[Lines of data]

····················

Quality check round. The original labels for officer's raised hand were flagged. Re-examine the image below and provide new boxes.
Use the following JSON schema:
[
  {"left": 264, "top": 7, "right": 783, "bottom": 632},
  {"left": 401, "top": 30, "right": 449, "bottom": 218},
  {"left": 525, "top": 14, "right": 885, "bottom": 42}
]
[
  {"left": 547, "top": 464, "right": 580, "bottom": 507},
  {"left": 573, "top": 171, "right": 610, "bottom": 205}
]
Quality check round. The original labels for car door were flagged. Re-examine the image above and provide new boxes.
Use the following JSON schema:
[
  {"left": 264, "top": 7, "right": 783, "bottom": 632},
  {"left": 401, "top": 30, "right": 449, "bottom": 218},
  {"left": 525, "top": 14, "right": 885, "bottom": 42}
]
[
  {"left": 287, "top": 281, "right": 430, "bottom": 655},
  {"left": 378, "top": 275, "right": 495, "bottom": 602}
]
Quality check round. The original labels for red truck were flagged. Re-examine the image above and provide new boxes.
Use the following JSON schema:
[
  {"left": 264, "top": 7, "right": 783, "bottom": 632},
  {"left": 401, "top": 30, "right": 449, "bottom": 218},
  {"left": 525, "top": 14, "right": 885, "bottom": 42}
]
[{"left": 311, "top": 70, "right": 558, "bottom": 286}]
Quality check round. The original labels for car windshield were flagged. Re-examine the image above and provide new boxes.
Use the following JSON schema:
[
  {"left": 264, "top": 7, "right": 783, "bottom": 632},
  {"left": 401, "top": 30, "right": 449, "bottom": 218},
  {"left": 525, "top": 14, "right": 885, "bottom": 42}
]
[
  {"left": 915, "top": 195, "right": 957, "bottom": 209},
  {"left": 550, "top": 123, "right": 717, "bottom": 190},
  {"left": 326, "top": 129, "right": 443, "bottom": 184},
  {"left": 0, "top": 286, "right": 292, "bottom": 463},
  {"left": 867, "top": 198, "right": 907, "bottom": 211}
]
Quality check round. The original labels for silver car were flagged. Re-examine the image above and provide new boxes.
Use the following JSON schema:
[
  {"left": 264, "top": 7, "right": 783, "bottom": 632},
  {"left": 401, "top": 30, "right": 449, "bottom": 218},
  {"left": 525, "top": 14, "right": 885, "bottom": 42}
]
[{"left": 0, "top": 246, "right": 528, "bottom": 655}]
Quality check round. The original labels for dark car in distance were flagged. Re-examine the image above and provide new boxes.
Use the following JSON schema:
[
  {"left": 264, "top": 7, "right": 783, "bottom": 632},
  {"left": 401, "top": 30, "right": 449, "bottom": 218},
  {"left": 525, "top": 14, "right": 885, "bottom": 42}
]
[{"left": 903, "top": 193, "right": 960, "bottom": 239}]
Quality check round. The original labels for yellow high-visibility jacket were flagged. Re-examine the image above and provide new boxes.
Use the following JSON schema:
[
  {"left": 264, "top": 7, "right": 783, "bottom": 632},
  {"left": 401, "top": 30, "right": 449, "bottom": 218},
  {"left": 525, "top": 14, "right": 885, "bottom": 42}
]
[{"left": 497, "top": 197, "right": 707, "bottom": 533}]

····················

_WHAT IS BEING ASKED_
Pull out every line in the items above that contains the word "provide". Case counts.

_TASK SOLUTION_
Quality check round. The original labels for officer's raised hand were flagged. Re-examine the image below and provide new boxes.
Quality check round. The original labels for car door were flagged. Re-examine the image above and provide new boxes.
Quality check round. The original labels for red truck were flagged. Re-examine the image above and provide new boxes.
Quality check round. The original labels for car windshield were flagged. Re-examine the image above and provide new boxes.
Quality check round. The original labels for silver car were flagged. Re-examine the image above and provide new boxes.
Quality check round. The original labels for dark car in distance were flagged. Re-examine the image above and provide new boxes.
Quality check round. The original labels for yellow high-visibility jacket were flagged. Re-examine the image above and provide new boxes.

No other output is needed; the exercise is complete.